___ SELECTED PASSAGE
I got my first taste of laboratory research was after my junior year of high school in 2014, when I worked on catalysts for fuel cell applications at the University of South Carolina. In Dr. John Regalbuto’s group, we sought utilize strong electrostatic forces to adsorb catalytic noble metals to porous support materials to reduce particle agglomeration. At the end of my 6 weeks, I recognized the time-consuming nature of research, but I planned to continue along this path. Upon entering Clemson University in the fall of 2015, I immediately joined Dr. Christopher Kitchens’ research group, where I worked on developing magnesium oxychloride cement composites for green building applications. My role not only included investigating the composite’s expansion and strength properties with different fiber additives, but also mentoring a new group member for the summer. Working as a mentor demanded that I develop my research management skills so that I could teach my student about the theory and organize our weekly efforts. This project allowed me to better understand the research process and develop the skills to not only plan experiments, but also to explain the significance of the work to a variety of audiences.
______
___ DATA PROVIDED
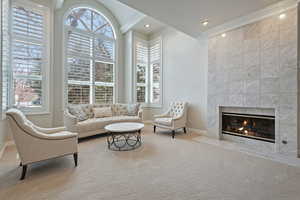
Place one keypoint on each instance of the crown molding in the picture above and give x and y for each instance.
(58, 4)
(253, 17)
______
### EXERCISE DESCRIPTION
Copy out the research-experience passage above word for word, in full.

### CORRECT RESULT
I got my first taste of laboratory research was after my junior year of high school in 2014, when I worked on catalysts for fuel cell applications at the University of South Carolina. In Dr. John Regalbuto’s group, we sought utilize strong electrostatic forces to adsorb catalytic noble metals to porous support materials to reduce particle agglomeration. At the end of my 6 weeks, I recognized the time-consuming nature of research, but I planned to continue along this path. Upon entering Clemson University in the fall of 2015, I immediately joined Dr. Christopher Kitchens’ research group, where I worked on developing magnesium oxychloride cement composites for green building applications. My role not only included investigating the composite’s expansion and strength properties with different fiber additives, but also mentoring a new group member for the summer. Working as a mentor demanded that I develop my research management skills so that I could teach my student about the theory and organize our weekly efforts. This project allowed me to better understand the research process and develop the skills to not only plan experiments, but also to explain the significance of the work to a variety of audiences.